Location identification items:
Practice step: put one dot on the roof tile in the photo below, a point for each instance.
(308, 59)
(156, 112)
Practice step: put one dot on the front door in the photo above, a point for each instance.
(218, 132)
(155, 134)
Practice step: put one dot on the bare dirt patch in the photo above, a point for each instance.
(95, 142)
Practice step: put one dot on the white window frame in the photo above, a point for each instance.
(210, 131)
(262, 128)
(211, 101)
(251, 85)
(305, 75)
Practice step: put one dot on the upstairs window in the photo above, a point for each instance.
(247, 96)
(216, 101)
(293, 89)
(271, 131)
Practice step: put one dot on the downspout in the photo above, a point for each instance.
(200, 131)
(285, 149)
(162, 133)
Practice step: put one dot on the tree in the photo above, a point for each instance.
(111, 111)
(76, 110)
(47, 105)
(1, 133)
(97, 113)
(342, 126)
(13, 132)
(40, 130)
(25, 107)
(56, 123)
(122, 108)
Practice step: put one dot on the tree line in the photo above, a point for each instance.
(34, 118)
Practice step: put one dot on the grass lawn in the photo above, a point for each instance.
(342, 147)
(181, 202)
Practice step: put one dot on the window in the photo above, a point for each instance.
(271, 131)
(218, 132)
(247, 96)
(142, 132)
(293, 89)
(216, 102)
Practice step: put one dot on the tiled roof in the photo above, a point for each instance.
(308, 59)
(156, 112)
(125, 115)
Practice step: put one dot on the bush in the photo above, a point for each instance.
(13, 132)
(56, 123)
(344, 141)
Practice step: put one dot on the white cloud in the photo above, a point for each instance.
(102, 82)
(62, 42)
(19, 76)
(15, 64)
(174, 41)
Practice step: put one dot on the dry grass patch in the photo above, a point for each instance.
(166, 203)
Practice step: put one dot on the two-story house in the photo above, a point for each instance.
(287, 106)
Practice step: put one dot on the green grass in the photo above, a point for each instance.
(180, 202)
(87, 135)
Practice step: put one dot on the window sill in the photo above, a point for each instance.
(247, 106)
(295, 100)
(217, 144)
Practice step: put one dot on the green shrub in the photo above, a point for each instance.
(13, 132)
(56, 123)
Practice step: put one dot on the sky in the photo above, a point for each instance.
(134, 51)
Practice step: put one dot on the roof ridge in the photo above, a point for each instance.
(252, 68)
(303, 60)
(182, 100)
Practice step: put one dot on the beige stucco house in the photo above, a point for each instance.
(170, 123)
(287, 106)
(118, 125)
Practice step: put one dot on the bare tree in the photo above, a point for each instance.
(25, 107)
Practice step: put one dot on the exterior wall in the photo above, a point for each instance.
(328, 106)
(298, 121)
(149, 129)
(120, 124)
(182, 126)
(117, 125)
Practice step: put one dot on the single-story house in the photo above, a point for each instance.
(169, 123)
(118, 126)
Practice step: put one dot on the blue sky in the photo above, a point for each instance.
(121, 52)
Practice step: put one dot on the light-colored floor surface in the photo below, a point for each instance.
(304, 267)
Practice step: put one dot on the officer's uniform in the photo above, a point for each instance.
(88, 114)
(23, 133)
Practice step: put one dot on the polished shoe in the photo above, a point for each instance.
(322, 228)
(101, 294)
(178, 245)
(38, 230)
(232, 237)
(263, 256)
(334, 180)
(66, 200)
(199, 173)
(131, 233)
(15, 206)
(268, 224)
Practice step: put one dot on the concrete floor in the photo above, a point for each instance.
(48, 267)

**SET EXERCISE:**
Copy word for word the lines from the one containing "Practice step: put one dot on the concrete" through the end of the records, including both ends.

**RESULT:**
Practice step: put one dot on the concrete floor in the photo above, a point for each instance.
(48, 267)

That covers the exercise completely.